• Brief 1:
Answer these questions using the libibverbs release post.
(a) By when does Doug Ledford expect to make the official release?
(b) With what size would the compatibility layer need to call ibv_poll_cq internally?
(c) What can't currently be read through the legacy API?
• Brief 2:
Continue the libibverbs release post.

Re: Upcoming libibverbs release

Yishai Hadas <yishaih@xxxxxxxxxxxxxxxxxx> · Sun, 26 Jun 2016 19:54:21 +0300

On 6/23/2016 7:51 PM, Doug Ledford wrote:
I'm preparing to make an official release of libibverbs soonish
(thinking by the end of next week).  Even though I took the timestamp v5
patchset, I know there were still comments from Jason on the v4 set that
weren't addressed in v5.  Those can be addressed (and should be) with
incremental patches prior to the official release.  Yishai, can we
please prioritize getting that done?

Listed below the main openings that were raised by Jason and our input 
on, considering their need and priority.

Most of already answered as part of the discussion, will summarize it 
all together to help evaluating the status/next steps.

> I'm still very much of the opinion that extended CQs should only allow
> compatible QP's to be added.
--------------------------------------

Application may create a CQ with large subset of flags that may fit some 
of its attached QP types. Semantically, it is similar to what we have 
today, it allows to put different QP types on the same CQ and by thus 
allow application to have ordered completion events.

We don't see a good reason to change from current behavior and hurt 
applications that expect that valid behavior.

> Add a compatibility layer
-------------------------------

A real application wants to achieve performance, to use a compatibility 
layer over a vendor that doesn’t support the new API, might be a very 
bad idea as of below.

1) The legacy API doesn't support the batching API that was introduced 
by the new API, this will lead to have a Door-Bell/PCI write per CQE as 
internally the compatibility layer will need to call ibv_poll_cq with 
size of 1.

2) There will 2 copies, one from the HW CQE to ibv_wc as part of the 
internal legacy API, second, from the ibv_wc to the read_xxx output, 
comparing the new API.

3) The *non-required* fields will be copied anyway as part of the 
internal legacy ibv_poll_cq from the HW CQE to ibv_wc and hits the 
performance.

In addition,
There is *no* one to one mapping in all the cases between the new API to 
the legacy one, it will lead to a *non* transparent usage of the 
compatibility layer and ends by returning an error to the application in 
few cases.

Specifically,
One of major benefits in the new API is the ability to say as part of CQ 
creation that it's going to be used by only one thread and have lock 
less flow as part of polling the CQ. This is not supported in the legacy 
API which assumes that multi-threaded access might be used.

It makes sense to return an error in the compatibility layer API letting 
application knows that this service is not supported when it was asked 
by the application.

Applications that look for performance expect to work in that single 
threaded mode and might fail as part of using the compatibility layer or 
alternatively have no idea that they didn't get the service which 
assumes to be bad behavior.

In addition, at the moment timestamping can’t be read via the legacy API 
means that the compatibility layer can’t handle it and should supply an 
error for. In the future there may be other fields/flows that can’t be 
supported by the compatibility layer so application that will be written 
over this layer will fail and won’t get the required benefit from using it.

• Collected data:

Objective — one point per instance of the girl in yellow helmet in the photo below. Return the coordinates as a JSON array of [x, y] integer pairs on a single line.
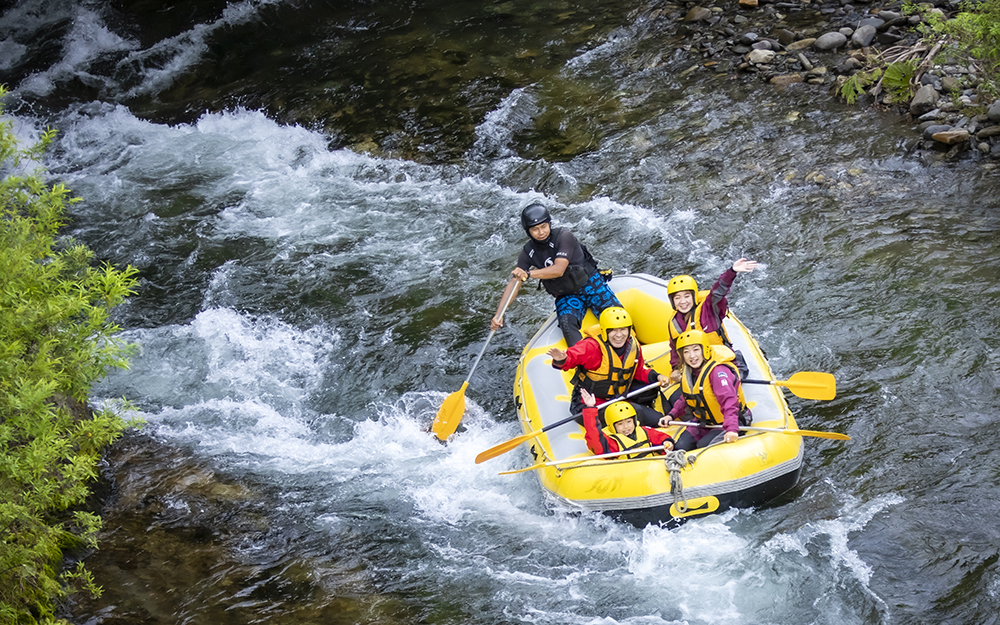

• Expected answer 1:
(a) By the end of next week.
(b) A size of 1.
(c) Timestamping.

• Expected answer 2:
To sum it up:
We don't see a real usage of such a layer, it has many limitations.
In case will be a real request from users, it can always be added in the 
future, minor priority for now.

> Exact set of access flags
------------------------------

Application can ask for subset of the available bits, in addition, it 
has an option to ask for all legacy ones (i.e. IBV_WC_STANDARD_FLAGS) 
for a case that a CQ needs to support all legacy attribute and could be 
attached to both RC and UD QPs.

We didn't find it useful at the moment to add other enums per QP type as 
application can say explicitly what it wants by using the ORed bits and 
even per QP type application may not be always interested in all the 
fields. (e.g. CQ that used for TX only completions in RC is not 
interested in few fields that are relevant for the RX).

To sum it up:
Low priority issue that can be added in the future based on users demand.

> Exact set of accessors
--------------------------------

At the moment the API introduces an option to get each field by a 
separate accessor (i.e ibv_read_wc_xxx), in addition, wr_id and status 
have direct access as application expect to use them in most of their flows.

During the discussion come up some ideas to add some extra accessors per 
QP type (e.g. ibv_wc_read_ud, ibv_wc_read_rc, etc.).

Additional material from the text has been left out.